# Your goal
Multiply by 2.45 each bounding box coordinate in the answers, from the start of the material through the line containing "top-left (370, 209), bottom-right (443, 275)", inclusive, and round to whole numbers with halves going up. Please write out every line of that span again, and only those lines, leaving all other numbers unchanged.
***
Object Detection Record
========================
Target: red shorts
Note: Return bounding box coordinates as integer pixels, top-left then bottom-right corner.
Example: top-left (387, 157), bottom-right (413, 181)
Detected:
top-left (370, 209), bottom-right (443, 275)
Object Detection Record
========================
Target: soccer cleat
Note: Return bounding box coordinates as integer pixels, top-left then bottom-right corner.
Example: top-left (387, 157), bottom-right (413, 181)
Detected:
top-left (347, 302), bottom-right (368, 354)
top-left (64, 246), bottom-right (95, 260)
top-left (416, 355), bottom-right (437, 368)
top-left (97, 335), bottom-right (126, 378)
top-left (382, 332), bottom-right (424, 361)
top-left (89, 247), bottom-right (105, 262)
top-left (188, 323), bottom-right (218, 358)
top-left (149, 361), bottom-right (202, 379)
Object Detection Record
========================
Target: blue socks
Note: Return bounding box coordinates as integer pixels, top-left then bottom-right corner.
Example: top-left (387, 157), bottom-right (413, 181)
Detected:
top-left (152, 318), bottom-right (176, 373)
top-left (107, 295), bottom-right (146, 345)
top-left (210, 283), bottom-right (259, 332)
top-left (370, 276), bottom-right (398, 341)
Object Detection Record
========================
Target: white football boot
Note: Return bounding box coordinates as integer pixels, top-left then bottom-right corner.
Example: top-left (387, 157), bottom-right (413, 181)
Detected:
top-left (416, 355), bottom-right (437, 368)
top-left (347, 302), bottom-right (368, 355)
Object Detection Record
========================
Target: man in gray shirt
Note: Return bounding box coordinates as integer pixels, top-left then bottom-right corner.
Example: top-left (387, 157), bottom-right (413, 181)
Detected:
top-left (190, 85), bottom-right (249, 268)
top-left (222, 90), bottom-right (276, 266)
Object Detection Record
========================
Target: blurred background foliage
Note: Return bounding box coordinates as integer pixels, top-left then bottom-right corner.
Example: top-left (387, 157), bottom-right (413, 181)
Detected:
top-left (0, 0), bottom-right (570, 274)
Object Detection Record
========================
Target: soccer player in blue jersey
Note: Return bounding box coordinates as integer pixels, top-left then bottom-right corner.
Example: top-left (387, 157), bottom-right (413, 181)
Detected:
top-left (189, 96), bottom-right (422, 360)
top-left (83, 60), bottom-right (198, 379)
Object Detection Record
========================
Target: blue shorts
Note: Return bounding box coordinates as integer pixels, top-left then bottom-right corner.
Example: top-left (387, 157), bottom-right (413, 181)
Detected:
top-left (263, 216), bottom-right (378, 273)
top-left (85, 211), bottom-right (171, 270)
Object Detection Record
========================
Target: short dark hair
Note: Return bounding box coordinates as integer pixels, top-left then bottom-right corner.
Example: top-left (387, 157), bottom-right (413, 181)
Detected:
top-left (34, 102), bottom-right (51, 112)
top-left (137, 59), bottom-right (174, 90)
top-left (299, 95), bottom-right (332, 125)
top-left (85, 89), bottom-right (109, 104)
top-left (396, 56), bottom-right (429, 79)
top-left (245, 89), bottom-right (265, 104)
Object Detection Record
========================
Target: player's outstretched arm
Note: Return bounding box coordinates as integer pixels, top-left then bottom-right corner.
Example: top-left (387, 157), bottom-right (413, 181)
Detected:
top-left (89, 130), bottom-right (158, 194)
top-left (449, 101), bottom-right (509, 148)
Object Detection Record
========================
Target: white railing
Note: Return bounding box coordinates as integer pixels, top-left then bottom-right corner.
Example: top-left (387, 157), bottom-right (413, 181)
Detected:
***
# Solved exercise
Object Detection Record
========================
Target: red shorts
Note: Return bounding box coordinates as integer pixels, top-left then bottom-right corner.
Example: top-left (387, 157), bottom-right (413, 181)
Detected:
top-left (907, 512), bottom-right (1085, 674)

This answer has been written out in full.